§ **Задания к упражнению**:
a) Какие поэты, согласно тексту о поэзии Лосева, вдруг оживали в его стихах?
b) Продолжите приведенный ниже текст о поэзии Лосева, начав сразу после его последней фразы.

§ **Текст для чтения**:
=======
Его называли «филологическим поэтом», «кабинетным», даже «постмодернистским». Полная чепуха, реникса! За «филологическими штучками» Лосева — за его демонстративной многоголосицей — всегда отчетливо виднелась фигура автора. Парадокс и обаяние этой «фигуры» заключались в том, что она была неотличимая и от лирического героя, и от второстепенного персонажа.
Фирменное лосевское сочетание, между прочим.
Плюс узнаваемое, безоговорочное отношение к чужому слову. У кого, кроме Лосева, было столько трепетной, искренней и бескорыстной нежности к русской классике? Фет, Случевский, Блок, поэты «парижской ноты» — вдруг оживали в его стихах. Получали второе рождение. Можно, говорил стихами Лосев, смотреть на мир и сквозь эту призму. Вы будете смеяться, но мир по-прежнему отчетливо виден под ее волшебным стеклом. Странно, да? Во времена тотального разброда, сумятицы, хаоса — и вдруг Фет. Вдруг — Тютчев. Или Бродский, скрещенный и с тем и с другим.
=======
§ **Исходные материалы**:
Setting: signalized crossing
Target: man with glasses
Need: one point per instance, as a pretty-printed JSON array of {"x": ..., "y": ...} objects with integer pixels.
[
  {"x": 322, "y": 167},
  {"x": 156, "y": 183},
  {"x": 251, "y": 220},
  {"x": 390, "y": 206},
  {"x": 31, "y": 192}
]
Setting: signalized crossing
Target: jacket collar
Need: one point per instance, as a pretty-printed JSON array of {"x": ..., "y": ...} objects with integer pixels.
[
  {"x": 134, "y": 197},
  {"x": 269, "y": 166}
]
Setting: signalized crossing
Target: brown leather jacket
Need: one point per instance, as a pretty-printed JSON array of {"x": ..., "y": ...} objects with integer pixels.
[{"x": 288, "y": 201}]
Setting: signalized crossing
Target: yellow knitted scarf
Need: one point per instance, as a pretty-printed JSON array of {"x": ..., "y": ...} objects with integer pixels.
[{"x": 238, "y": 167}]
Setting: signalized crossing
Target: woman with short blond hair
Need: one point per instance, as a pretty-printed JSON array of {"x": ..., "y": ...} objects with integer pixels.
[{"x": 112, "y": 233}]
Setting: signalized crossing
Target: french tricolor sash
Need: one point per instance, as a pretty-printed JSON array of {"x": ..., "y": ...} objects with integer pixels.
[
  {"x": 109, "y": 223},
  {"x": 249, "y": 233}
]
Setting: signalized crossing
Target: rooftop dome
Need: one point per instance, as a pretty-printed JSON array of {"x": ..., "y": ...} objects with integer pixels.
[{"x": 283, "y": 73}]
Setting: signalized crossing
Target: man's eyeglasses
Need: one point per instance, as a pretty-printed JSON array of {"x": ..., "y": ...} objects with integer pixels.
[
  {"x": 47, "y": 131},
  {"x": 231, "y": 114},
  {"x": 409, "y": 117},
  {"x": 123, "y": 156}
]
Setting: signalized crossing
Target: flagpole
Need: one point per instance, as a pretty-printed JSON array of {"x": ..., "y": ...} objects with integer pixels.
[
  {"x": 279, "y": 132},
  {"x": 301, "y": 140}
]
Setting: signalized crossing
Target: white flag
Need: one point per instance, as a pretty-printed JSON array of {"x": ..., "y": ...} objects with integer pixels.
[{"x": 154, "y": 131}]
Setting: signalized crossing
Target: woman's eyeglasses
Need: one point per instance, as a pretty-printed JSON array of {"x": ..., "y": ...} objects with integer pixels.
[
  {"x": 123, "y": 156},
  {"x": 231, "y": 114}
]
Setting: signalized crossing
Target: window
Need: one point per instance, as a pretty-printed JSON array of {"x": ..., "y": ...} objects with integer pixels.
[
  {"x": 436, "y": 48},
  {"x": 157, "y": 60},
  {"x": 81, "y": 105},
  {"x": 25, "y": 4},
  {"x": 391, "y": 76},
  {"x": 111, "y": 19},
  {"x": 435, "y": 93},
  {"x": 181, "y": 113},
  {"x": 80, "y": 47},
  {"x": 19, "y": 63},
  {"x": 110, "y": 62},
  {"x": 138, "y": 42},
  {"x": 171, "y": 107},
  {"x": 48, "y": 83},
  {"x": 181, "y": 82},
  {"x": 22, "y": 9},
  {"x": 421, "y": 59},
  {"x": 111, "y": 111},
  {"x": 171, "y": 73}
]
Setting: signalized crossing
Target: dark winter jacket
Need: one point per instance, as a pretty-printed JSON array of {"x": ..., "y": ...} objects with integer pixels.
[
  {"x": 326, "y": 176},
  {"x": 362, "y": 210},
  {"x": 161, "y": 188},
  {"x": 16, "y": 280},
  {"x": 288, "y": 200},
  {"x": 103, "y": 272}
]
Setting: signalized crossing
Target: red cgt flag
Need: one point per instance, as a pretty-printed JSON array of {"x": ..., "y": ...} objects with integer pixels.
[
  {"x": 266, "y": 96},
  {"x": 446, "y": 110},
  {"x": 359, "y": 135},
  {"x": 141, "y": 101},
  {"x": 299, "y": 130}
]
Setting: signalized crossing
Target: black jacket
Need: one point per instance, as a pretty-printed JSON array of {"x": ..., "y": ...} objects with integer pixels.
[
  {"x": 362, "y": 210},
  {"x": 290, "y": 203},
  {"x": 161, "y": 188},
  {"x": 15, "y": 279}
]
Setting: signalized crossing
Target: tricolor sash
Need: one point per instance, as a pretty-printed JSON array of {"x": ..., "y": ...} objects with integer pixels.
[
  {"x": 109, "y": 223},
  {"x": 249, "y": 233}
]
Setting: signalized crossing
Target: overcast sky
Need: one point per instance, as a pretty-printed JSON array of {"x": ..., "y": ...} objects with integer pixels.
=======
§ **Результаты упражнения**:
a) Фет, Случевский, Блок и поэты «парижской ноты».

b)
Удивительное дело.
В стихах Лосева русская поэтическая классика отсиделась, спряталась — в самые невыгодные, унизительные для себя времена. Жест благородный, высший — предоставить такой вид на жительство, собственные стихи! А самому отойти в сторону, занять место в партере. Лучшая его книга «Новые сведения о Карле и Кларе» — именно об этом. Потом будет много сборников и публикаций, но той свежести и зримости, наглядности и литературной игры одновременно (невероятное сочетание!) станет меньше.
Однажды Леша — так он просил называть его в письмах — прислал мне свою раннюю, «эрмитажную» книгу «Чудесный десант». И я поразился, как много в ней Питера, балтийского школьного детства. Со звуками и запахами, голосами (а Лосев умел озвучивать как никто). И это тоже крайне важно — иметь еще один ракурс, еще одну точку зрения. Еще один искомый фрагмент пазла — того удивительного питерского времени, когда заваривалась такая блистательная для русской литературы «каша». Складывалось созвездие, участником которого Лосев — теперь уже навсегда — будет.
Кстати, некоторые стихи из той забытой книги вошли в репринтную подборку.
Она была опубликована в «Новой Юности».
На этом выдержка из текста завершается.